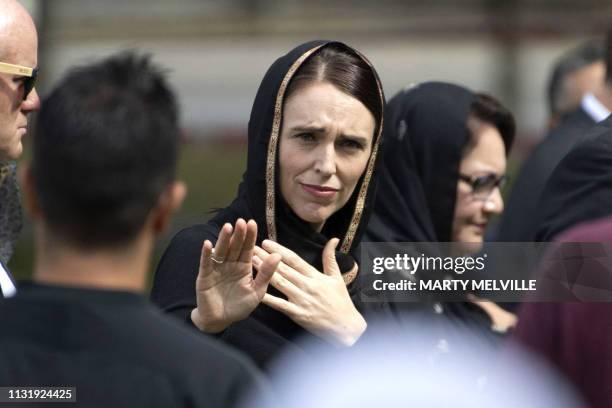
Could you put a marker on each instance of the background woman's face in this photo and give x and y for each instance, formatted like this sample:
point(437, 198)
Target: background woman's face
point(325, 143)
point(487, 156)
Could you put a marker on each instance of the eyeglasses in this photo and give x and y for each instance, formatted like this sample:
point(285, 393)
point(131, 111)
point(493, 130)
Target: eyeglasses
point(483, 186)
point(29, 74)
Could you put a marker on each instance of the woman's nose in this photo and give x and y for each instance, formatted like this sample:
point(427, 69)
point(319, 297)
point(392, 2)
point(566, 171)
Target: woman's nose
point(325, 162)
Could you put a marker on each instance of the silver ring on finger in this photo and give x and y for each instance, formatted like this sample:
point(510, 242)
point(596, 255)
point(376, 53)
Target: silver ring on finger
point(215, 260)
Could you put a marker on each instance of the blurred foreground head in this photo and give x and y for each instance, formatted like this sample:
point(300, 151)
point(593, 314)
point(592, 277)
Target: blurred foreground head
point(577, 72)
point(105, 152)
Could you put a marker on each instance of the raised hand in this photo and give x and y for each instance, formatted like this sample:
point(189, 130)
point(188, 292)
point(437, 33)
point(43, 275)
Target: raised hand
point(319, 302)
point(225, 288)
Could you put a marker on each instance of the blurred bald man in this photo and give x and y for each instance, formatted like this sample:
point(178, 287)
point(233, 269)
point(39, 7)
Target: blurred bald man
point(18, 98)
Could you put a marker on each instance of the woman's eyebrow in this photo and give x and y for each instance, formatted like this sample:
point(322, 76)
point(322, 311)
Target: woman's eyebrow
point(356, 138)
point(301, 128)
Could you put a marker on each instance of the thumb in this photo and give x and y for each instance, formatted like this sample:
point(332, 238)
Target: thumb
point(330, 266)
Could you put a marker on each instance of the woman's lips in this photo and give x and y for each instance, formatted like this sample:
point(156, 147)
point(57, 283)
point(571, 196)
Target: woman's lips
point(319, 191)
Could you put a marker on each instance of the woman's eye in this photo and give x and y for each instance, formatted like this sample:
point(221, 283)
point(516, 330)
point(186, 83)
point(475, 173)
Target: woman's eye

▶ **Task statement**: The required answer is the exact run of lines above starting at the line with "point(285, 393)" and ending at the line with "point(39, 7)", with both ends present.

▶ **Written answer**:
point(285, 393)
point(131, 111)
point(493, 130)
Target: eyeglasses
point(483, 186)
point(29, 74)
Could you put a marker on each instance of the woman's nose in this photo and give x and y for each instance, formatted like this sample:
point(427, 69)
point(319, 297)
point(392, 2)
point(566, 171)
Target: woman's nose
point(325, 162)
Could you put a marker on each instance of the silver ring on finger in this photo and give x and y for each instance, formatted like this sample:
point(510, 242)
point(596, 255)
point(376, 53)
Target: silver ring on finger
point(215, 260)
Could you put a marker on each instance of the blurred foreground head in this photo and give x and y for each instance, formatted like this sample:
point(300, 151)
point(593, 314)
point(592, 277)
Target: blurred foreground head
point(577, 72)
point(105, 152)
Could you put a marker on each instance of the raised hand in this photo and give x and y for each instance, formatted like this sample:
point(189, 130)
point(188, 292)
point(437, 33)
point(43, 275)
Target: raised hand
point(319, 302)
point(225, 288)
Could you put a marker on each instance of the blurred bald man in this photo and give x and y for each instance, formatted like this sample:
point(178, 287)
point(233, 269)
point(39, 7)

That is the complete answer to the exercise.